Data for the task »
'''

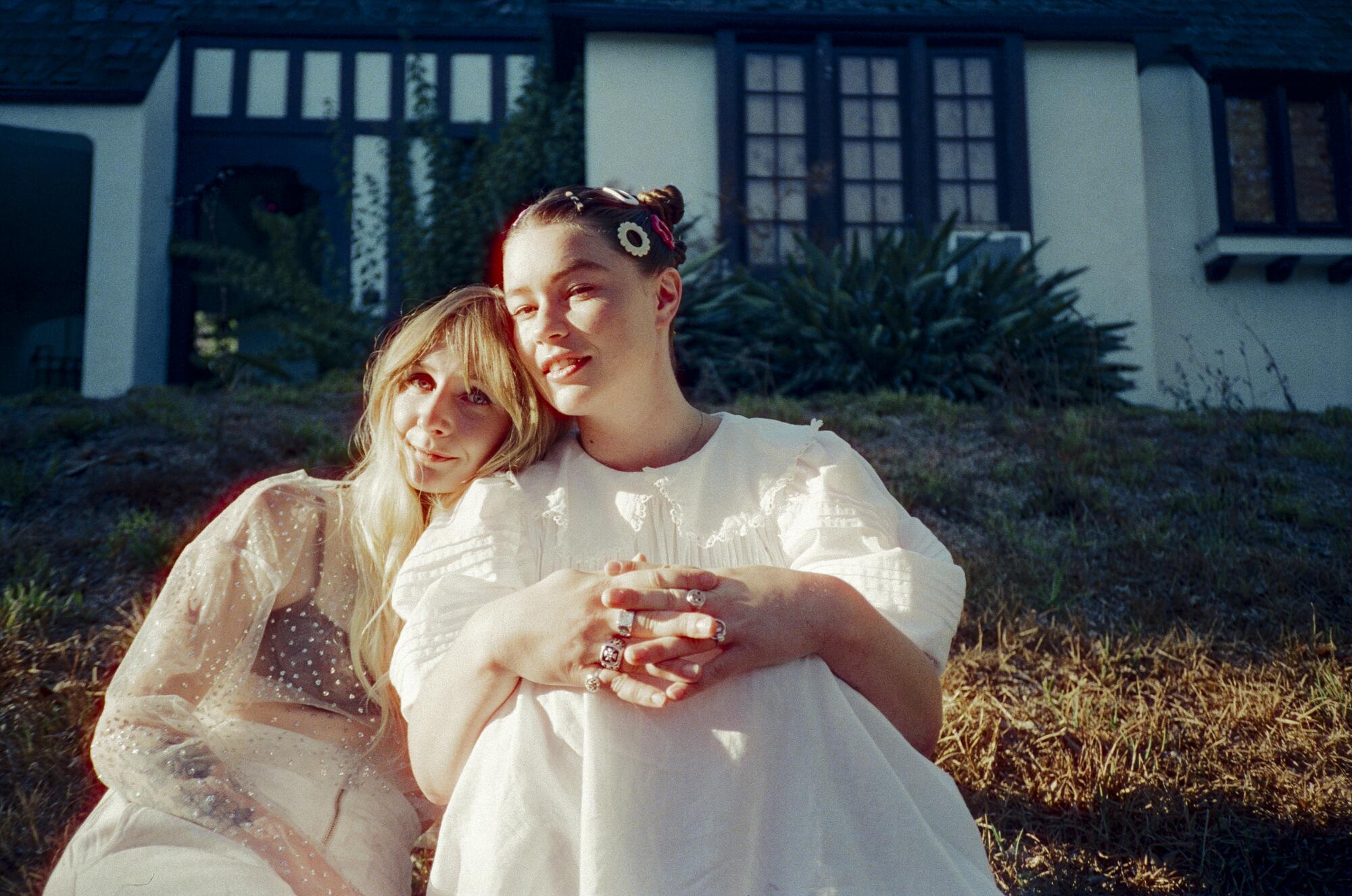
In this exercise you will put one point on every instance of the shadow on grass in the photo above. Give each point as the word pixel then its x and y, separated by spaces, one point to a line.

'''
'''

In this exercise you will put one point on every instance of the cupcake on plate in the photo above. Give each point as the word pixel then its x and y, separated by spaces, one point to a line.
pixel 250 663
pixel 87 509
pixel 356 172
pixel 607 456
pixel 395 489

'''

Return the stretch from the line containing "of the cupcake" through the line containing "pixel 395 489", both included, reproducing each line verbatim.

Finished task »
In this exercise you will put one point on every instance of the cupcake on plate in the photo above. Give each point as the word pixel then its x and y, separated by spaces, one point to a line.
pixel 250 663
pixel 87 509
pixel 356 172
pixel 607 456
pixel 395 489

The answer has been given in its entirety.